--- Task details ---
Print exactly the lines from the line with "Locate the small" to the last line of the data, please, both included.

──────── Records for the exercise

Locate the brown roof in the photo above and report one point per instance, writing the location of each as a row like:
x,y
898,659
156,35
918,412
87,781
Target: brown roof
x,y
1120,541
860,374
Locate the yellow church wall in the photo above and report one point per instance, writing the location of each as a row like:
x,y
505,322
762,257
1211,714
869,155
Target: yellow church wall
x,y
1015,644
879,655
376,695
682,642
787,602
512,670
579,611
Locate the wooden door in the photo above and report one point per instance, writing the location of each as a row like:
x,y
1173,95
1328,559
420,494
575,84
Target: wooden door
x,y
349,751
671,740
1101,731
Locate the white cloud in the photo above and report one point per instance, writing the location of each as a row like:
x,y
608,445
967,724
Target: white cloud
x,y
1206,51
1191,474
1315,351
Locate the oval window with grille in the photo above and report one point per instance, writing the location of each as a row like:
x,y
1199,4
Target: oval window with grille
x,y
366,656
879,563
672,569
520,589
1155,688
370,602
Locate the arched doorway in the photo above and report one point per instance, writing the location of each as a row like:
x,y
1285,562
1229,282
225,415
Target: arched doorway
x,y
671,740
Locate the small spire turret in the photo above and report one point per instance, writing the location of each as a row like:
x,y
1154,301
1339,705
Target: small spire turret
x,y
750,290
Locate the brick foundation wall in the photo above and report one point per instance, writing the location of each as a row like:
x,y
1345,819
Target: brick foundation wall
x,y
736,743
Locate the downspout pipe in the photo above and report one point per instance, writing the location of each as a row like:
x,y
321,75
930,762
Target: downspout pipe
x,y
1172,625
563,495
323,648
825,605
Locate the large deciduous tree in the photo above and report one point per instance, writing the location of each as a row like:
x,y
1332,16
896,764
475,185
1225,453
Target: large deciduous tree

────────────────

--- The output ---
Locate the small spire turret in the photo above and report one point per instance, writing the location of each as a row like:
x,y
1154,301
1339,705
Target: small spire turret
x,y
750,290
Locate the brick foundation wall in the photo above and report one point per instance, writing the location of each as a row like:
x,y
1345,819
Target: brick foundation wall
x,y
736,743
Locate the downspout pipe in the photo above and report one point per instance, writing the location of each as a row like:
x,y
321,75
930,762
Target: downspout pipe
x,y
1172,625
563,495
323,648
825,605
Locate the large deciduous tree in the photo above and report one point per instance, writing the location of each as a row like:
x,y
1332,16
896,764
475,185
1225,453
Target: large deciduous tree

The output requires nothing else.